--- START ---

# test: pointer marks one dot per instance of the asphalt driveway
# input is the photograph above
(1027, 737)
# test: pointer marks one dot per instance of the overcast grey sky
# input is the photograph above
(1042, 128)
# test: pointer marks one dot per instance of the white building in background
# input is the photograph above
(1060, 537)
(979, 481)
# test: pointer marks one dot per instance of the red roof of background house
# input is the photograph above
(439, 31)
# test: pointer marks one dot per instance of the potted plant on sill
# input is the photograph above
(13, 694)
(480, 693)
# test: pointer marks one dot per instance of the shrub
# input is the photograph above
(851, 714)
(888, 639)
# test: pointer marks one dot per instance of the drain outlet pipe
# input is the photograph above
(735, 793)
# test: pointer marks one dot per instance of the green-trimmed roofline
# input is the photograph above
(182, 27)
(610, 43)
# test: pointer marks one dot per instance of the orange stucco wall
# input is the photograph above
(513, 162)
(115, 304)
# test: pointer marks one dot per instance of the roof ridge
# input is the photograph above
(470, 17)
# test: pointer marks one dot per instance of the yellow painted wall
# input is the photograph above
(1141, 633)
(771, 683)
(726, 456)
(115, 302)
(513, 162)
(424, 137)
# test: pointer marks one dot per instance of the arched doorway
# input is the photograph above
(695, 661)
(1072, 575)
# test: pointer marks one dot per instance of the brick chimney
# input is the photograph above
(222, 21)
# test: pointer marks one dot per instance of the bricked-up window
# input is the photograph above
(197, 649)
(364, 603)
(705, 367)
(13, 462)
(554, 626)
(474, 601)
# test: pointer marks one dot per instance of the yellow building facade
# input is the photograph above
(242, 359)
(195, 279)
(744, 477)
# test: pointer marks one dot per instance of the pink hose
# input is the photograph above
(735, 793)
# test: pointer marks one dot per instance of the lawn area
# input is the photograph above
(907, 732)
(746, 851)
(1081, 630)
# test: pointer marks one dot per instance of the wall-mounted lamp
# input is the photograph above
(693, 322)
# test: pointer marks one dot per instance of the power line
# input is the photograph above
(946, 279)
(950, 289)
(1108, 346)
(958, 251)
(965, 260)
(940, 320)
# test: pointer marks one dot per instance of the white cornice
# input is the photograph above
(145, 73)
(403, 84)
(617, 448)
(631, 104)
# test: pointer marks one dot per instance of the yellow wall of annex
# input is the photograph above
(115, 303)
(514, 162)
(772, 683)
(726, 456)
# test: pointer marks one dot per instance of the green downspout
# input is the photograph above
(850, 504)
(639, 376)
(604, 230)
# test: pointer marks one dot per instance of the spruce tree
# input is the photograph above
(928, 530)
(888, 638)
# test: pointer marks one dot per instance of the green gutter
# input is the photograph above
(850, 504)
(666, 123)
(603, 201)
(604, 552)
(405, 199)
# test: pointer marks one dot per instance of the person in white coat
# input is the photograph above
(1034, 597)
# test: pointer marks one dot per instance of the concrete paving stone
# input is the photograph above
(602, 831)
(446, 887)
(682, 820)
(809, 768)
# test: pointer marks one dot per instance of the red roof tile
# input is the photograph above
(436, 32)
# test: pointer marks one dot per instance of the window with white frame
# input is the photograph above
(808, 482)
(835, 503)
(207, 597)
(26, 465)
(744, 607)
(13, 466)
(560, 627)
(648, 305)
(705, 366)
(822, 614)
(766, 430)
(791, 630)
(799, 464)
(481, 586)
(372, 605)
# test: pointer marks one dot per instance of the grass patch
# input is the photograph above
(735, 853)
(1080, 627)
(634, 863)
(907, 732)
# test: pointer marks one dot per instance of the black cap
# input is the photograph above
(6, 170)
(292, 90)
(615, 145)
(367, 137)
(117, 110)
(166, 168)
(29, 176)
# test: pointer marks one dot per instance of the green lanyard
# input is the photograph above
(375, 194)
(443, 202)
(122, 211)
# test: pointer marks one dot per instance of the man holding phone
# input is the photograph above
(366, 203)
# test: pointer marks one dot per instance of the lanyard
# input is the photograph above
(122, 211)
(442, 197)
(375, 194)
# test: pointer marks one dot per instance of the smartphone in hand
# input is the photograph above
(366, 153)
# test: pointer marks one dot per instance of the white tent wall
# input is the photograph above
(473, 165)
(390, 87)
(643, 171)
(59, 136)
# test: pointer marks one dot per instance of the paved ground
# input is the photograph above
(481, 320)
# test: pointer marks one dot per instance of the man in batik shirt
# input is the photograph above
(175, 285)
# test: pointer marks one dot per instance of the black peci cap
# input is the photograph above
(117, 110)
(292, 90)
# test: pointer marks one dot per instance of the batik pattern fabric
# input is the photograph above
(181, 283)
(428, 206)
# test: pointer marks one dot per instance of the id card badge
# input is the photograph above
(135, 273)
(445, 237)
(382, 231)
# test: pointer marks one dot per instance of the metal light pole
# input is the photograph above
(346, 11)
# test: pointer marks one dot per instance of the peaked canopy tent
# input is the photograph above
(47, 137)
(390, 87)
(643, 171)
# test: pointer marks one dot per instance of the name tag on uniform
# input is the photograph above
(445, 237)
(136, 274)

--- END ---

• Brief:
Retype the entire listing above line for line, keeping every character unchanged.

• The response:
# test: pointer marks one dot per instance of the asphalt driveway
# input is the photograph above
(1027, 737)
# test: pointer marks one dot per instance of the overcast grey sky
# input is the photograph above
(1042, 128)
# test: pointer marks one dot per instance of the white building in background
# input is the photograph above
(1060, 537)
(979, 481)
# test: pointer marks one dot per instance of the red roof of background house
# input is the photograph above
(439, 31)
# test: pointer marks one dot per instance of the potted plant on sill
# input is the photograph above
(13, 694)
(480, 693)
# test: pointer marks one dot per instance of the shrub
# input is the photograph above
(851, 714)
(888, 639)
# test: pointer marks one dot per instance of the drain outlet pipe
# input is the photograph above
(735, 793)
# test: pointer marks one dot per instance of the green-trimmed roofline
# input is the photograph above
(182, 27)
(610, 43)
# test: pointer marks one dot per instance of the orange stucco wall
# input is the photograph above
(513, 162)
(115, 304)
# test: pointer marks one dot per instance of the roof ridge
# input is the photograph above
(470, 17)
# test: pointer marks one dot per instance of the yellow painted wall
# input is the photograph above
(1141, 633)
(771, 683)
(726, 456)
(115, 302)
(513, 162)
(424, 137)
# test: pointer marks one dot per instance of the arched doorway
# input is the photograph above
(695, 661)
(1072, 575)
# test: pointer marks one dot per instance of the brick chimney
# input is the photograph above
(222, 21)
# test: pointer marks one dot per instance of the bricked-up window
# input is the photograph above
(197, 649)
(364, 603)
(705, 367)
(13, 462)
(554, 626)
(474, 601)
# test: pointer marks one dot per instance of the yellow building facade
# input is the photograph above
(242, 359)
(195, 279)
(744, 477)
# test: pointer marks one dot per instance of the pink hose
# input is the photograph above
(735, 793)
# test: pointer marks one dot per instance of the lawn area
# input is the photograph above
(907, 732)
(746, 851)
(1081, 630)
# test: pointer marks one dot per instance of the wall-mounted lamp
# input is the photograph above
(693, 322)
# test: pointer marks one dot per instance of the power line
# input is the photograph above
(946, 279)
(950, 289)
(1108, 346)
(958, 251)
(965, 260)
(940, 320)
# test: pointer marks one dot per instance of the white cornice
# input is the photograph above
(145, 73)
(403, 84)
(617, 448)
(631, 104)
# test: pointer marks one dot per instance of the yellow wall of annex
# input is the photograph above
(115, 303)
(514, 162)
(772, 683)
(726, 456)
# test: pointer marks one dot per instance of the green downspout
# input is the photograph above
(850, 504)
(639, 376)
(604, 230)
# test: pointer marks one dot per instance of the spruce tree
# input is the photograph above
(928, 530)
(888, 638)
# test: pointer marks one dot per instance of the green gutter
# input is the photograph above
(850, 504)
(666, 123)
(603, 201)
(604, 552)
(405, 199)
# test: pointer marks one dot per instance of the person in white coat
# input is the photograph above
(1034, 597)
# test: pointer marks one dot per instance of the concrete paving stone
# input is the photograph above
(602, 831)
(446, 887)
(682, 820)
(809, 768)
# test: pointer marks one dot per instance of the red roof tile
# input is the photograph above
(436, 32)
# test: pointer marks one dot per instance of the window with white frame
# input is the photograph above
(808, 482)
(835, 503)
(207, 597)
(26, 465)
(744, 607)
(13, 466)
(560, 627)
(648, 305)
(705, 366)
(822, 614)
(766, 430)
(791, 630)
(799, 464)
(481, 586)
(372, 605)
# test: pointer marks one dot per instance of the grass patch
# input is the photograph above
(735, 853)
(1080, 627)
(634, 863)
(907, 732)
# test: pointer marks one dot per instance of the black cap
# input is the photograph above
(6, 170)
(292, 90)
(615, 145)
(367, 137)
(117, 110)
(166, 168)
(29, 176)
# test: pointer marks one dot per instance of the green lanyard
# input is the photograph above
(375, 194)
(443, 202)
(122, 211)
# test: pointer marks one dot per instance of the man holding phone
# input is the photograph above
(366, 203)
# test: pointer marks one dot per instance of the lanyard
# input is the photograph above
(122, 211)
(442, 197)
(375, 194)
# test: pointer marks one dot per instance of the smartphone in hand
# input is the photograph above
(366, 153)
# test: pointer marks one dot per instance of the white tent wall
# input is the photograph above
(473, 165)
(390, 87)
(643, 171)
(59, 136)
# test: pointer marks one dot per instance of the paved ground
# input is the photograph above
(481, 320)
# test: pointer marks one dot per instance of the man in batik shirt
# input is the photograph above
(175, 285)
# test: pointer marks one dot per instance of the black peci cap
# input is the photograph above
(117, 110)
(292, 90)
# test: pointer marks one dot per instance of the batik pattern fabric
# input is the photograph above
(181, 283)
(428, 206)
# test: pointer marks one dot per instance of the id card badge
# input is the photograph above
(135, 273)
(445, 237)
(382, 231)
# test: pointer marks one dot per instance of the metal light pole
# input is the photograph above
(346, 11)
# test: pointer marks one dot per instance of the peaked canopy tent
# input is the photograph above
(47, 137)
(390, 87)
(643, 171)
# test: pointer marks one dot per instance of the name tag on uniform
# input is the photograph above
(445, 237)
(136, 274)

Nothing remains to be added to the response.